Reading passage Block Start

Many of Trump's revelations are overdue, especially on the Right.  Bernie Sanders is well advised -- our tax policies need revision. The unexpected demise of Justice Scalia doesn't seem to me grounds for his premature canonization -- this was the leader of the Supreme Court faction that delayed federal efforts to clean up toxic coal emissions and foisted Citizens United on the unwary public and by doing so authorized the flood of money that hardened into place the oligarchy Sanders decries.  And on what grounds -- First Amendment, free speech!

Reading passage Block End

◆ Apply what you read ◆
a: In the commentary on Trump, Sanders and Justice Scalia, which decision does the writer say Scalia's faction foisted on the public?
b: Write the next part of the commentary on Trump, Sanders and Justice Scalia, starting after its final sentence.

The data Block Start

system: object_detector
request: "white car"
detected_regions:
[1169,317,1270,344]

The data Block End

◆ Your written answers ◆
a: Citizens United.

b:
The most serious problem I see with Donald Trump's candidacy is his willful ignorance, his habit of throwing phrases and bromides at situations without understanding what has gone on so far and what the likely consequences of his outbursts might turn out to be.  In this respect -- I've suggested this before -- he reminds me of Hitler, who peddled the notion of getting rid of the Jews, or rolling into Lebensraum in the East, and finally found himself compelled to follow up on all the rhetoric.  In the end six million Jews were exterminated along with perhaps twenty million young Germans, a generation the loss of which I would discover when I lived there still tortures the entire nation.  The problem with loose talk is that it leads to unimaginable tragedy.  Trump's claim that he would throw out eleven million Latinos, or execute the relatives of radical Islamists, or permit the government to torture its suspects far beyond mere waterboarding -- a rant like this raises hackles.

I broke off writing this to watch a rebroadcast of Bill Maher's show this week.  His guest was General Michael Hayden, head of both the NSA and the CIA during his time in government.  If Trump makes good his promise to "do waterboarding and a whole lot more" the entire military establishment would revolt, Hayden insisted.  Universal disaffection looms.

We may very well be at a historical crossroads.  Let's hope even Joe Sixpack is starting to understand that.

Keep your powder dry.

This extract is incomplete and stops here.